STATED PROBLEM:
Place every line of the rows below, from the line containing "# target: green foliage" through the line containing "Give the mask of every instance of the green", inclusive, into a JSON array of strings with one string per line, omitting blank lines.

======== DATA FOR PROCESSING ========

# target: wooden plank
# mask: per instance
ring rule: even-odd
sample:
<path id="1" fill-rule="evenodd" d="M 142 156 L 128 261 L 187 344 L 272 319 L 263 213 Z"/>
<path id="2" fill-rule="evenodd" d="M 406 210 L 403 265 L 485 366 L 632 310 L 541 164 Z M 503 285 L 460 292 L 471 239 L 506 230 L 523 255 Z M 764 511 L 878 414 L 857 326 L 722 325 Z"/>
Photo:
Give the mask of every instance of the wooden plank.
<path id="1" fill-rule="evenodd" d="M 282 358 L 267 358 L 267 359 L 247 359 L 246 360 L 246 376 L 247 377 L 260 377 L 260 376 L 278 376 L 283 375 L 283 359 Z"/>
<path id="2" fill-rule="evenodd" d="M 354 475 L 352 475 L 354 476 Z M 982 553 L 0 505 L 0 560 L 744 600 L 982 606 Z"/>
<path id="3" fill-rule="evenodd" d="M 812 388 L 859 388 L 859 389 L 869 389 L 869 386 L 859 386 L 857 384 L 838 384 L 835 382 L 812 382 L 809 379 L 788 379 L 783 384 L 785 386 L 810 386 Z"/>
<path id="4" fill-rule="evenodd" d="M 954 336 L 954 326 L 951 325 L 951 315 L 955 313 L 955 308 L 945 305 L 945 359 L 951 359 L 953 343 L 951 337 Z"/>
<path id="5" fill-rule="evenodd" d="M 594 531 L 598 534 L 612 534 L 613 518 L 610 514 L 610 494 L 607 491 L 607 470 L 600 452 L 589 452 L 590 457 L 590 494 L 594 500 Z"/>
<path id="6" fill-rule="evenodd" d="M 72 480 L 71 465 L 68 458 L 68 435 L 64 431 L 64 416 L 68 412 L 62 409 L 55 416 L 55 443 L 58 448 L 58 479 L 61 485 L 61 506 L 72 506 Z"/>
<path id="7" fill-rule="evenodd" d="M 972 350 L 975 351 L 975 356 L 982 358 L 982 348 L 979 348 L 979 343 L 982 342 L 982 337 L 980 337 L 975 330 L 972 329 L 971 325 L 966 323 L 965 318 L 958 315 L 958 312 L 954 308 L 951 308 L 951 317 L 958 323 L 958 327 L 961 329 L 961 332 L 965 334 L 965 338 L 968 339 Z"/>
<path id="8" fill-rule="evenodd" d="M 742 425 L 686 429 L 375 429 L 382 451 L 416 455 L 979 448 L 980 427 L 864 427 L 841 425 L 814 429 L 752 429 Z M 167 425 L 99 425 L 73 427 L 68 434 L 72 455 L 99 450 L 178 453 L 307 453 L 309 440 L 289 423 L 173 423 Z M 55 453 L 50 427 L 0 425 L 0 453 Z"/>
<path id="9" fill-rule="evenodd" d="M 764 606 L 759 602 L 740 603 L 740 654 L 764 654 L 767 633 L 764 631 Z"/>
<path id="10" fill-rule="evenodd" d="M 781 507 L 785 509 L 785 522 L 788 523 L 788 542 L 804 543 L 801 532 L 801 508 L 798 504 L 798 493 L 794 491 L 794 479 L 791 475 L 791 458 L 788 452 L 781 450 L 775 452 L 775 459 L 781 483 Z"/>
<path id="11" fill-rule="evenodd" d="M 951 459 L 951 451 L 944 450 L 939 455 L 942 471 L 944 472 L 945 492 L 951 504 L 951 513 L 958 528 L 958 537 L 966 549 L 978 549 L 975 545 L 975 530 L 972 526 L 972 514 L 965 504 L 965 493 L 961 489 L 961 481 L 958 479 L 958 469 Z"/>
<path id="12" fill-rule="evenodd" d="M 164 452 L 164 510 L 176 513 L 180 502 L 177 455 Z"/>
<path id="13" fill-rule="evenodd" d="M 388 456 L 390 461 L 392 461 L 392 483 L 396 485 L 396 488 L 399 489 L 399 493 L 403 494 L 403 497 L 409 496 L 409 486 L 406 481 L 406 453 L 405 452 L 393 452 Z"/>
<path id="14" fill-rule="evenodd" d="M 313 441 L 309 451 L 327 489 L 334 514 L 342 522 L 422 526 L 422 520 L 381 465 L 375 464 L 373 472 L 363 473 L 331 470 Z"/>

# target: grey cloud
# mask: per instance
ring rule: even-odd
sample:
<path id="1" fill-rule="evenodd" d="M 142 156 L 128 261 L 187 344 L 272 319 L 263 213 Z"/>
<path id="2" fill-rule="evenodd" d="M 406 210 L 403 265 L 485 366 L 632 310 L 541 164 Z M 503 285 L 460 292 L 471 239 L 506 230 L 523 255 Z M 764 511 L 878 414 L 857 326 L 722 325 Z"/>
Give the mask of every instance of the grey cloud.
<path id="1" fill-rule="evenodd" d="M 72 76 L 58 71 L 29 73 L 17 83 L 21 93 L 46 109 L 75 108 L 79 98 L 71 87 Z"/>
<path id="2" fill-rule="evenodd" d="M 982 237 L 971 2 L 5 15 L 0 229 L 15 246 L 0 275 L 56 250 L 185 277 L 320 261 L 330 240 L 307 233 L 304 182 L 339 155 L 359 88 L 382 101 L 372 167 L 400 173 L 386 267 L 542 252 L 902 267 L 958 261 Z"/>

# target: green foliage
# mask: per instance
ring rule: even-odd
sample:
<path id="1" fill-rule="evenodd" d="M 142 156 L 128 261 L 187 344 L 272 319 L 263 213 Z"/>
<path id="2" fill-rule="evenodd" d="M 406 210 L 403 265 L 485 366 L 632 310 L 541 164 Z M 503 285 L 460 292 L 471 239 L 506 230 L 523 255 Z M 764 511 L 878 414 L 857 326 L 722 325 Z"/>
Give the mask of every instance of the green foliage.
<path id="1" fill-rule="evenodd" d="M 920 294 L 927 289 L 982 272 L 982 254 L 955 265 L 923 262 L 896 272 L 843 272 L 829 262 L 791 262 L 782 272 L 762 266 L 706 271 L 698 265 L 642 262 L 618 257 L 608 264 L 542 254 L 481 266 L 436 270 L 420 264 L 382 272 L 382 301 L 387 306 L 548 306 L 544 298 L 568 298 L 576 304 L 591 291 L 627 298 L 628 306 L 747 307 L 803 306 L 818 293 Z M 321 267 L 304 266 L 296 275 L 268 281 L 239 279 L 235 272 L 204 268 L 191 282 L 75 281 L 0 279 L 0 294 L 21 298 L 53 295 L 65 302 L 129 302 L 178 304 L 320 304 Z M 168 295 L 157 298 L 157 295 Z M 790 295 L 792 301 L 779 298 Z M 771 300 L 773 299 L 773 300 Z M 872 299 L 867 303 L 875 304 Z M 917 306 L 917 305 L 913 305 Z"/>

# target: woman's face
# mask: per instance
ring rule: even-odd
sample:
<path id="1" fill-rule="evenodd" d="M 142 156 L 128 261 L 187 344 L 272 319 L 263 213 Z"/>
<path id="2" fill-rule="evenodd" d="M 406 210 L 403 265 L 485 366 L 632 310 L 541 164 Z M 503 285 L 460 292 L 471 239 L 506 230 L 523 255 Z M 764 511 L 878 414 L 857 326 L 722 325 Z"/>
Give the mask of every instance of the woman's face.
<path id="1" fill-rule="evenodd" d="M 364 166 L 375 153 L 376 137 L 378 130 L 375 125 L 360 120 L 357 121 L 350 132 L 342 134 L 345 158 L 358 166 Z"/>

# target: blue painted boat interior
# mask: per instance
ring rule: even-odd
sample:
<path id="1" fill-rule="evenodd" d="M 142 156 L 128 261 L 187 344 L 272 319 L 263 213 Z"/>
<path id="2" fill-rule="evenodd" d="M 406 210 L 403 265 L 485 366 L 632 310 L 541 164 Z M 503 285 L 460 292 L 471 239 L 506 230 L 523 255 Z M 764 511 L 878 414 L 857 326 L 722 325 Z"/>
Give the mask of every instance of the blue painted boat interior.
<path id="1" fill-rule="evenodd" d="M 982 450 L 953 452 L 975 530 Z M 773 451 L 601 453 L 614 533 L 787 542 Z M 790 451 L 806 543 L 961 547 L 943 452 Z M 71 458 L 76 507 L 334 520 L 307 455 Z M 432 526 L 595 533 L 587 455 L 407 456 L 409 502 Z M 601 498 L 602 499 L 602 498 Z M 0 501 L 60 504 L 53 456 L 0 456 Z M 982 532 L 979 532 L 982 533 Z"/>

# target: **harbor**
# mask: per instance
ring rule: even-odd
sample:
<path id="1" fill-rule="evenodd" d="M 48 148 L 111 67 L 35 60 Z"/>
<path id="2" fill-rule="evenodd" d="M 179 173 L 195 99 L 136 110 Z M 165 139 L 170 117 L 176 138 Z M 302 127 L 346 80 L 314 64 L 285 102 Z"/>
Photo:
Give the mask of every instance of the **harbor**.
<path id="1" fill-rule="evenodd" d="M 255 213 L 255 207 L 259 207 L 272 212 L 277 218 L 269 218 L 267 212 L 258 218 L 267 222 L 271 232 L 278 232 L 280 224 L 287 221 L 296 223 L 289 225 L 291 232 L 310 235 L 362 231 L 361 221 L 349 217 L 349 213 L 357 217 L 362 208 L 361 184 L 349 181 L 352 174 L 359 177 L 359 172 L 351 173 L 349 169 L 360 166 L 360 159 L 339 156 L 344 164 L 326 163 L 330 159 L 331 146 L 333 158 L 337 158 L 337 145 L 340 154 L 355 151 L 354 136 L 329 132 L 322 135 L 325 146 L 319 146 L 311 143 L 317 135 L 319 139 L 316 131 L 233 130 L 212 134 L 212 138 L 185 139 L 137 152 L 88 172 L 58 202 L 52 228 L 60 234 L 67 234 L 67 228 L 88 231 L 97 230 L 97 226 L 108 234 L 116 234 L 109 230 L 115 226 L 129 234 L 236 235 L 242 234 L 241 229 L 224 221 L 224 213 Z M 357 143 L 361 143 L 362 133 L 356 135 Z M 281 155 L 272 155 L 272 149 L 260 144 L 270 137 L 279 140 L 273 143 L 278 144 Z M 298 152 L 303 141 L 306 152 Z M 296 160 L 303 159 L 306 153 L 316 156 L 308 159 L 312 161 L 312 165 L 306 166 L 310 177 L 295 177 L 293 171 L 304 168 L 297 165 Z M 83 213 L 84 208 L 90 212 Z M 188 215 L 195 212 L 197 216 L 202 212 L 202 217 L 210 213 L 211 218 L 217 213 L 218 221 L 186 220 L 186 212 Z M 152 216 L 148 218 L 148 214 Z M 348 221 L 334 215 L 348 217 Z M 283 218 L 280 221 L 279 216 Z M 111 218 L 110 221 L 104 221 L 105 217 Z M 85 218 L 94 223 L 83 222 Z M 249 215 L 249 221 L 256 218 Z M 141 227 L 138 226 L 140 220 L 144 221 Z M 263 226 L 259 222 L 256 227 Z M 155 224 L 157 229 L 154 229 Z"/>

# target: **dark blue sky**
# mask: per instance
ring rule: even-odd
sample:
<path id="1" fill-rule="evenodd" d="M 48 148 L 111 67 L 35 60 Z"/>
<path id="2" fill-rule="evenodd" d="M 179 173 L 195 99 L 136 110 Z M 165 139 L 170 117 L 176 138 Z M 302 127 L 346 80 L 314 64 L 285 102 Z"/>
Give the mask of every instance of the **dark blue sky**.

========

WRITTEN SOLUTION:
[
  "# target: green foliage",
  "# mask: per instance",
  "ring rule: even-odd",
  "sample:",
  "<path id=\"1\" fill-rule=\"evenodd\" d=\"M 142 156 L 128 261 L 187 344 L 272 319 L 263 213 Z\"/>",
  "<path id=\"2\" fill-rule=\"evenodd\" d=\"M 406 210 L 403 265 L 485 366 L 632 310 L 541 164 Z M 503 285 L 460 292 L 471 239 L 506 230 L 523 255 Z M 764 511 L 878 414 L 857 326 L 722 325 Z\"/>",
  "Give the mask of every instance of the green foliage."
]